Work to do. Rewrite each of the records below, swapping "photograph" for "image" and changing nothing else. Omit the pictures from your answer.

** Start of Data records **

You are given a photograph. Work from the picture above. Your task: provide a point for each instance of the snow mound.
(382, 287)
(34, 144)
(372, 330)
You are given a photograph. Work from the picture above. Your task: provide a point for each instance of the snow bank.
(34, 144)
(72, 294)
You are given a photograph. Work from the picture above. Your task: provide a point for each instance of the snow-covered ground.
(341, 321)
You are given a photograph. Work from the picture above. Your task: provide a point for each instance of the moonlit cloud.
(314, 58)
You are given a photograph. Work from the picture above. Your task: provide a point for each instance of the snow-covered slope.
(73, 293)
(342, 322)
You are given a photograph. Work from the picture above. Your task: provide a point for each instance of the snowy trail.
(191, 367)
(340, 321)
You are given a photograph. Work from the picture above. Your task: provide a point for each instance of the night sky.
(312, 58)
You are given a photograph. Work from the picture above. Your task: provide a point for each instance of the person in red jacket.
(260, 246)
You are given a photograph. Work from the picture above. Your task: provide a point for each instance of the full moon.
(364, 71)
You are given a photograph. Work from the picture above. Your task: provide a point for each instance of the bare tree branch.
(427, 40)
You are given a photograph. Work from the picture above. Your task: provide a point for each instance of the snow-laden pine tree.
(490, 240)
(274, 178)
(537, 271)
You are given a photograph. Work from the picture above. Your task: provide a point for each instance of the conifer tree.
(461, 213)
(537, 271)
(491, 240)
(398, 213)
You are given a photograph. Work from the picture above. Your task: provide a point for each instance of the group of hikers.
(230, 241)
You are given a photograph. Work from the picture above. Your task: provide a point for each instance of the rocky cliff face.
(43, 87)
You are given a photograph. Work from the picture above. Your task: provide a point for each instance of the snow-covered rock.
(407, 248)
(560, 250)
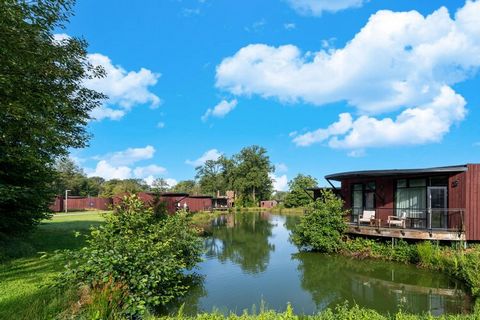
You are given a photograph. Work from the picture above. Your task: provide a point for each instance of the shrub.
(322, 227)
(142, 253)
(428, 254)
(470, 269)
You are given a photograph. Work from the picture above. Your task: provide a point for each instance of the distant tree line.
(247, 173)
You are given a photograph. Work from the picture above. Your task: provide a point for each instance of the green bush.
(143, 253)
(469, 269)
(323, 225)
(429, 255)
(360, 247)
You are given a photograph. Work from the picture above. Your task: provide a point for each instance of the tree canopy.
(298, 197)
(45, 106)
(247, 173)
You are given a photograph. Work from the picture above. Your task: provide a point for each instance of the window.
(410, 197)
(363, 196)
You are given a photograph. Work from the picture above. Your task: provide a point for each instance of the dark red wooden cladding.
(472, 196)
(80, 204)
(198, 203)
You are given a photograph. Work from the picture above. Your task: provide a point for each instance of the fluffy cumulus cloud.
(400, 63)
(128, 156)
(120, 165)
(212, 154)
(125, 89)
(220, 110)
(108, 171)
(317, 7)
(150, 170)
(280, 183)
(281, 167)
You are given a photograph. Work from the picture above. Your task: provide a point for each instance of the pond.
(249, 260)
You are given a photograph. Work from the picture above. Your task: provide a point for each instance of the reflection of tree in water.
(243, 239)
(374, 284)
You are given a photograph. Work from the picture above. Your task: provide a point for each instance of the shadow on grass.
(28, 266)
(47, 238)
(43, 303)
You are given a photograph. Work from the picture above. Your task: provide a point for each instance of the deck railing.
(451, 219)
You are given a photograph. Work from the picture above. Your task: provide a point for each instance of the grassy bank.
(340, 313)
(463, 264)
(28, 266)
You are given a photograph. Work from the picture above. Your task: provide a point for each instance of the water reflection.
(242, 239)
(385, 287)
(249, 258)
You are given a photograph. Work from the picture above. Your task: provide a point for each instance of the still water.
(249, 259)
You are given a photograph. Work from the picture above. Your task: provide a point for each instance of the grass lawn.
(30, 265)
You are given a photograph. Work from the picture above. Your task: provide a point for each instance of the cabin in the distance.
(440, 203)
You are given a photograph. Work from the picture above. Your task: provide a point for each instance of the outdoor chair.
(397, 221)
(367, 216)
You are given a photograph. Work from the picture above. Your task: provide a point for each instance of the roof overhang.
(395, 172)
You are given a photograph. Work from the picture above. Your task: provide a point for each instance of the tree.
(69, 177)
(251, 174)
(323, 225)
(160, 185)
(44, 104)
(298, 197)
(93, 186)
(186, 186)
(141, 254)
(209, 176)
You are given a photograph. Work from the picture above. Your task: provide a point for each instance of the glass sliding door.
(437, 207)
(357, 201)
(411, 201)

** End of Data records **

Exercise response.
You are given a image. Work from the picture above. Your task: provide a point for each instance of the snow mound.
(382, 287)
(34, 144)
(372, 330)
You are given a image. Work from the picture above. Your task: provide a point for each instance of the snow bank.
(34, 144)
(72, 294)
You are given a image. Work from the picture above. Your task: provide a point for each instance of the snow-covered ground.
(341, 321)
You are given a image. Work from the picture above. Your task: provide a point for each instance of the moonlit cloud.
(314, 58)
You are given a image. Work from the picture above. Your task: provide a point for each instance of the snow-covered slope.
(73, 293)
(342, 322)
You are given a image. Work from the picture above. Your task: provide a point for each instance of the snowy trail.
(191, 367)
(340, 321)
You are given a image. Work from the picture above. Your task: provide a point for each instance of the night sky.
(312, 58)
You are given a image. Work from the picture above. Your task: provide a point for each instance of the person in red jacket.
(260, 246)
You are given a image. Work from the picture above. Your task: provide a point for each instance of the full moon.
(364, 71)
You are given a image. Work from the picture above. Your task: provide a point for each instance of the bare tree branch.
(427, 40)
You are given a image. Work from the picture above. Your task: provide a point for each instance of the snow-laden pine tree.
(490, 240)
(274, 178)
(537, 271)
You are given a image. Work from the picture above. Your task: provide a point for each instance of the conifer tree.
(461, 213)
(537, 271)
(491, 240)
(398, 213)
You are given a image. Work from the picture above. Your task: provide a point for each instance of the group of hikers.
(230, 241)
You are given a image. Work from the picture above. Your task: provide a point for each instance of the rocky cliff face.
(43, 87)
You are given a image. Work from the picture above. Your task: provide a point for each instance of the snow-covered rock.
(407, 248)
(560, 250)
You are given a image. Work from the picture above. Your task: provide a point for each instance of the shrub.
(322, 227)
(142, 253)
(428, 254)
(470, 269)
You are given a image. Work from the picture above. Your task: provide a point for each instance of the distant tree line.
(247, 173)
You are given a image. Work from the picture above. Your task: provide a point for each instance of the green bush.
(143, 253)
(469, 269)
(323, 225)
(429, 255)
(360, 247)
You are given a image. Work from the picture above. Your task: provide a point for each instance of the tree canopy.
(298, 197)
(45, 106)
(247, 173)
You are given a image. Work from the picture above. Your task: provide a point for each instance of the window.
(410, 197)
(363, 196)
You are given a image. Work from the picture above. Your task: provide a point for each instance of the dark red wooden cladding.
(472, 196)
(80, 204)
(198, 203)
You are given a image. Work from the picture above. Your task: provide a point for each instance of the fluffy cumulus cloud.
(400, 63)
(128, 156)
(120, 165)
(212, 154)
(125, 89)
(220, 110)
(108, 171)
(317, 7)
(150, 170)
(280, 183)
(281, 167)
You are given a image. Work from the picture above. Your task: provide a point for each instance of the pond.
(249, 260)
You are given a image. Work from the picture above. Your task: provide a point for each instance of the reflection of tree in water.
(243, 239)
(374, 284)
You are given a image. Work from the picture above. Your task: provide a point for each instance of the shadow on grass.
(28, 266)
(47, 238)
(43, 303)
You are given a image. Work from the picture above. Your task: provide a point for each instance of the deck railing.
(451, 219)
You are given a image. Work from the picture above. Your task: provide a point for each instance of the grassy bank.
(340, 313)
(463, 264)
(28, 266)
You are given a image. Work from the picture above. Your task: provide a point for each instance of the water reflection.
(242, 239)
(385, 287)
(249, 258)
You are given a image. Work from the picture above. Your task: provide a point for each instance of the still water.
(249, 259)
You are given a image. Work from the picture above. Your task: provide a point for each instance of the grass lawn.
(30, 265)
You are given a image. Work from the picture above. Your task: provide a point for each instance of the cabin in the distance.
(440, 203)
You are given a image. Work from the picture above. Your task: provide a point for each instance of the outdoor chair.
(397, 221)
(367, 216)
You are given a image. Work from the picture above. Your task: provide a point for each instance of the roof overhang.
(395, 172)
You are given a image. Work from the picture above. Your task: provide a point for each instance of the tree.
(69, 177)
(251, 174)
(323, 225)
(160, 185)
(44, 104)
(298, 197)
(93, 186)
(186, 186)
(141, 254)
(209, 176)
You are given a image. Work from the picture above. Your task: provide a point for each instance of the glass sliding door.
(437, 207)
(357, 201)
(411, 201)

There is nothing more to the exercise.